**THE EXERCISE:** Repeat all of the material below exactly as written, images excluded.

- - - - - - -

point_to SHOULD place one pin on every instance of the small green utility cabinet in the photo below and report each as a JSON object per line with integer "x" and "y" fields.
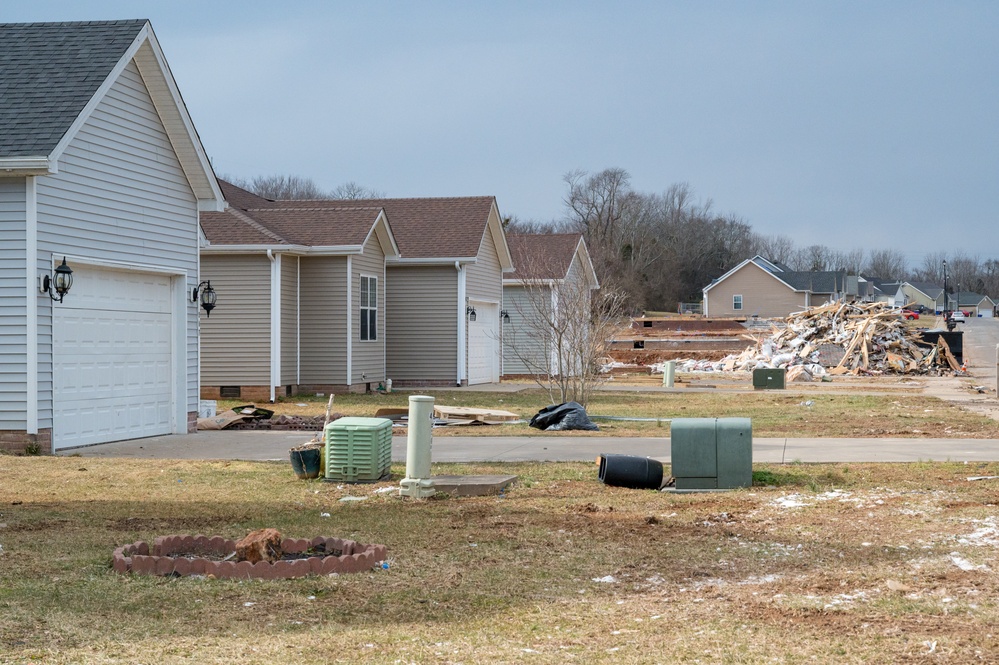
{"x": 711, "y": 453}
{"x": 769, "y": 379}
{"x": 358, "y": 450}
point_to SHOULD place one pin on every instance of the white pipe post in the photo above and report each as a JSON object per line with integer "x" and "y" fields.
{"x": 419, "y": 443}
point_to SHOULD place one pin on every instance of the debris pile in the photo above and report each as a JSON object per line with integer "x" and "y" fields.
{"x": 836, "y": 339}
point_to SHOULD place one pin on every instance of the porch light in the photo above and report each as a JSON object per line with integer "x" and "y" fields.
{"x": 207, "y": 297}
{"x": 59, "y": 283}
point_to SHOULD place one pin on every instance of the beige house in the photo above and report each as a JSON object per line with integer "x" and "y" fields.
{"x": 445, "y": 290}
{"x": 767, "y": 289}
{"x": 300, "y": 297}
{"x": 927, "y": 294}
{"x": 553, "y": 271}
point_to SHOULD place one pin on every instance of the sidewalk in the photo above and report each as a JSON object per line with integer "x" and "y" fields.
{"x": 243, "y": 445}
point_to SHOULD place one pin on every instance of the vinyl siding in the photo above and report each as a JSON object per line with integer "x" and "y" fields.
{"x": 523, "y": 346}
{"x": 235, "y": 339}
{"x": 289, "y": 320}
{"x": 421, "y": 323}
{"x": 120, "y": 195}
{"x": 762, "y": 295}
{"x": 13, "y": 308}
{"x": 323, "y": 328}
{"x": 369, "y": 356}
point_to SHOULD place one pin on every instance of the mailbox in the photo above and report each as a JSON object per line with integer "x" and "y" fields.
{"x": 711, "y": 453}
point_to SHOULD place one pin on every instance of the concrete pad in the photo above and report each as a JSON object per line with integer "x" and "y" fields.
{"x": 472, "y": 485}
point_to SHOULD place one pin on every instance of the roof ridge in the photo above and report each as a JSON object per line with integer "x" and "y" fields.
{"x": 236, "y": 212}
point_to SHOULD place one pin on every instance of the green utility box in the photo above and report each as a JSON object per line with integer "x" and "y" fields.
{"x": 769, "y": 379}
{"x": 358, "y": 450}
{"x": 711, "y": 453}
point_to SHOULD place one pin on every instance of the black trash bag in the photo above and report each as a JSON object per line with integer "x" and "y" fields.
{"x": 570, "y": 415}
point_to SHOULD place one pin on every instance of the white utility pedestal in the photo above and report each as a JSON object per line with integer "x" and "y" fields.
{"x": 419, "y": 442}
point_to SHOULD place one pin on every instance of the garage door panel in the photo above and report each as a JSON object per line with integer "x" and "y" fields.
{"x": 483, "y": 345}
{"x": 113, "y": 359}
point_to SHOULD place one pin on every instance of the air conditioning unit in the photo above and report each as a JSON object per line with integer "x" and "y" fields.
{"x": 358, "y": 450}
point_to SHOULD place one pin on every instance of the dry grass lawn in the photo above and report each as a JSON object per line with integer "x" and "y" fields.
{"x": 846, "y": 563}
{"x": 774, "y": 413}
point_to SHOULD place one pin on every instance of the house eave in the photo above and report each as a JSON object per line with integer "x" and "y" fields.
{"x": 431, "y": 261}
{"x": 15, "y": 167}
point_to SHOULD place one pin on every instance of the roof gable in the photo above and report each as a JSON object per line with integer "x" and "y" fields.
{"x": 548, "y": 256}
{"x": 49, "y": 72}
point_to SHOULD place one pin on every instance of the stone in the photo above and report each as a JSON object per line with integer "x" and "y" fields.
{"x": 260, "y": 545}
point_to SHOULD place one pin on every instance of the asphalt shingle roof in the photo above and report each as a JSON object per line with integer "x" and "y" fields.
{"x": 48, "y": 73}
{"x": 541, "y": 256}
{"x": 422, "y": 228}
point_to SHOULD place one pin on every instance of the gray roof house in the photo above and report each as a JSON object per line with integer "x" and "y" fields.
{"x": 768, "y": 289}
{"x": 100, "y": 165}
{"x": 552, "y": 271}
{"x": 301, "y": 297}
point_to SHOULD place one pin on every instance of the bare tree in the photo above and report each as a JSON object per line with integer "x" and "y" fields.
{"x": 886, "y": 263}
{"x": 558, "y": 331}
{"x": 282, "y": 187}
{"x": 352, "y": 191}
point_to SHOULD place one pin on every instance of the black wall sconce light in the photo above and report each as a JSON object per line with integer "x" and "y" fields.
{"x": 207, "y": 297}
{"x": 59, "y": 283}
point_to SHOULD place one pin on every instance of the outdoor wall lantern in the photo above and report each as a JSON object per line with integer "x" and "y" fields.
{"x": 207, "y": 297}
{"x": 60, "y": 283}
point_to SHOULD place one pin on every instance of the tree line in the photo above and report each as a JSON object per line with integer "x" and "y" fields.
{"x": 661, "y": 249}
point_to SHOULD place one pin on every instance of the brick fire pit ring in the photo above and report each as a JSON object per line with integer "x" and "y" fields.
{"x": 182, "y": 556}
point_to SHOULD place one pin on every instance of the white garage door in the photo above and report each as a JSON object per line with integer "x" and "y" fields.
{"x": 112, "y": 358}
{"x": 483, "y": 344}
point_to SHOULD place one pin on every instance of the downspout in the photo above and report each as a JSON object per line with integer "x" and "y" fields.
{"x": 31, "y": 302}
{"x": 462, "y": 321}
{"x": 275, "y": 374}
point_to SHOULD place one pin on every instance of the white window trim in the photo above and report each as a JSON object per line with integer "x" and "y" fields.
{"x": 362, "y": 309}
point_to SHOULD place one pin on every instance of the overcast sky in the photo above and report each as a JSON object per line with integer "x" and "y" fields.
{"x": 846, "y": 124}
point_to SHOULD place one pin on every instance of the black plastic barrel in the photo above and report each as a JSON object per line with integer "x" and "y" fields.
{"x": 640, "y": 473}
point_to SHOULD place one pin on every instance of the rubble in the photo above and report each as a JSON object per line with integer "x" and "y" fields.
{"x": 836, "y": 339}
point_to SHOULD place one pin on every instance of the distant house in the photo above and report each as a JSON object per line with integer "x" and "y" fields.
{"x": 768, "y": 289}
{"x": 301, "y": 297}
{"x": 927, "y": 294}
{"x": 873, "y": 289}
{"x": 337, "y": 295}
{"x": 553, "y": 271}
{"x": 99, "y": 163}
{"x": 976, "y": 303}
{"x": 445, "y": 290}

- - - - - - -

**THE REPLY:**
point_to SHOULD place one pin on every instance of the small green utility cabinet in the photo below and report each as a JSON object per line with integer "x" and "y" fields.
{"x": 711, "y": 453}
{"x": 769, "y": 379}
{"x": 358, "y": 450}
point_to SHOULD place one pin on every instance of the white pipe post in the photo above and report each as a JSON object per line with integer "x" and "y" fields.
{"x": 419, "y": 443}
point_to SHOULD place one pin on every instance of the debris pile in the photo above and report each as a JSON object per line with integer "x" and "y" fields.
{"x": 836, "y": 339}
point_to SHOULD place one pin on every instance of the porch light in the photo above and report each as a JSON object per line with integer "x" and "y" fields.
{"x": 207, "y": 297}
{"x": 59, "y": 283}
point_to SHOULD place one pin on every instance of the beige house in the photo above and report each as a JSON object per line with integer "x" and "y" fields.
{"x": 445, "y": 290}
{"x": 767, "y": 289}
{"x": 300, "y": 297}
{"x": 927, "y": 294}
{"x": 553, "y": 271}
point_to SHOULD place one pin on every instance of the sidewalk in the photo above and report each as a JSON object per line with integer "x" and "y" fields.
{"x": 243, "y": 445}
point_to SHOULD place one pin on every instance of the vinyl siding in the photo above and report each as a JSON object per line with integer "x" and "y" fields.
{"x": 523, "y": 346}
{"x": 235, "y": 339}
{"x": 289, "y": 320}
{"x": 421, "y": 323}
{"x": 120, "y": 195}
{"x": 762, "y": 295}
{"x": 13, "y": 308}
{"x": 323, "y": 328}
{"x": 369, "y": 356}
point_to SHOULD place one pin on every instance of the mailbox in the photo above and report each as a JSON object per line with integer "x" and "y" fields.
{"x": 711, "y": 453}
point_to SHOULD place one pin on every instance of the concrete pad in the photo above and report each as a JSON object per line with integer "x" and "y" fields.
{"x": 472, "y": 485}
point_to SHOULD place one pin on every instance of the roof ridge in the photo above and report each as a JSON object per line with integer "x" and "y" fields.
{"x": 236, "y": 212}
point_to SHOULD place one pin on every instance of the green utility box in the photo above and report each as a JSON object per line with integer "x" and "y" fields.
{"x": 769, "y": 379}
{"x": 358, "y": 450}
{"x": 711, "y": 453}
point_to SHOULD place one pin on every instance of the black trash bag in the photo above and report each as a JSON object per line with integer "x" and "y" fields.
{"x": 570, "y": 415}
point_to SHOULD place one pin on every instance of the white utility pedestal in the photo above and report each as a JSON object per line with integer "x" and "y" fields.
{"x": 419, "y": 442}
point_to SHOULD place one pin on every instance of the garage door panel in the photo above and report each as a JSON object per line with integer "x" and "y" fields.
{"x": 483, "y": 345}
{"x": 113, "y": 359}
point_to SHOULD place one pin on every instance of the air conditioning unit in the photo above and report each as a JSON object per line with integer "x" and "y" fields.
{"x": 358, "y": 450}
point_to SHOULD place one pin on every instance of the dry grass lawn in the photo above and report each as a JSON object per line with integer "x" and "y" fields.
{"x": 846, "y": 563}
{"x": 774, "y": 413}
point_to SHOULD place one pin on every instance of the house eave in the photo above and report each as a JSON object per line with integer "x" and "y" fields.
{"x": 431, "y": 261}
{"x": 15, "y": 167}
point_to SHOULD place one pin on every instance of the roof gable in the photo above and report each as a JSON object per line with integer "x" and "y" fields.
{"x": 548, "y": 256}
{"x": 49, "y": 72}
point_to SHOULD place one pin on every instance of the stone in the photo above and report each as a JSON object per line with integer "x" and "y" fields.
{"x": 260, "y": 545}
point_to SHOULD place one pin on every instance of the asphalt shingle roof in the photo above and report each as a JSON object per line with integer "x" and "y" fields.
{"x": 48, "y": 73}
{"x": 541, "y": 256}
{"x": 422, "y": 228}
point_to SHOULD place one pin on every instance of the gray roof house in the photo above and report each as a JSON object per line with integer "x" and "y" fields.
{"x": 768, "y": 289}
{"x": 100, "y": 165}
{"x": 552, "y": 271}
{"x": 301, "y": 297}
point_to SHOULD place one pin on every instance of the bare tree in the photo above and report each as a JSON object per line with integer "x" and "y" fields.
{"x": 886, "y": 263}
{"x": 558, "y": 331}
{"x": 282, "y": 187}
{"x": 352, "y": 191}
point_to SHOULD place one pin on every instance of the black wall sconce light in the photo above and report each as a JSON object per line with integer "x" and "y" fields.
{"x": 207, "y": 297}
{"x": 59, "y": 283}
point_to SHOULD place one pin on every instance of the outdoor wall lantern in the photo above and report each as a JSON object per line with integer "x" and "y" fields.
{"x": 207, "y": 297}
{"x": 60, "y": 283}
point_to SHOULD place one pin on every instance of the tree line in the photo above and report each as a JSON object per line with integer "x" and "y" fields.
{"x": 661, "y": 249}
point_to SHOULD place one pin on every instance of the brick fire pit ring in the photo above and report each as a JSON object per line with integer "x" and "y" fields.
{"x": 182, "y": 556}
point_to SHOULD place one pin on every instance of the white garage door in the photo above and report each as a JSON object per line with integer "x" and "y" fields.
{"x": 112, "y": 358}
{"x": 483, "y": 344}
point_to SHOULD place one pin on every instance of the downspout in the photo above and report each as a JSON object per line with integer "x" and "y" fields.
{"x": 31, "y": 302}
{"x": 462, "y": 321}
{"x": 275, "y": 374}
point_to SHOULD place one pin on every instance of the white window trim in the photo above and report each as a JSON object per line with integer "x" and "y" fields.
{"x": 362, "y": 309}
point_to SHOULD place one pin on every instance of the overcast sky in the photo above and report each as a JSON object per line with integer "x" and "y" fields.
{"x": 846, "y": 124}
point_to SHOULD place one pin on every instance of the black plastic barrel in the photo above and report each as a JSON object per line with integer "x" and "y" fields.
{"x": 640, "y": 473}
point_to SHOULD place one pin on every instance of the rubble in the photo above and report each as a JSON object per line with integer "x" and "y" fields.
{"x": 836, "y": 339}
point_to SHOULD place one pin on every instance of the distant house in the photo above and report each as a JSON object per line with integer "x" and "y" fields.
{"x": 768, "y": 289}
{"x": 301, "y": 297}
{"x": 927, "y": 294}
{"x": 873, "y": 289}
{"x": 337, "y": 295}
{"x": 553, "y": 271}
{"x": 99, "y": 163}
{"x": 976, "y": 303}
{"x": 445, "y": 290}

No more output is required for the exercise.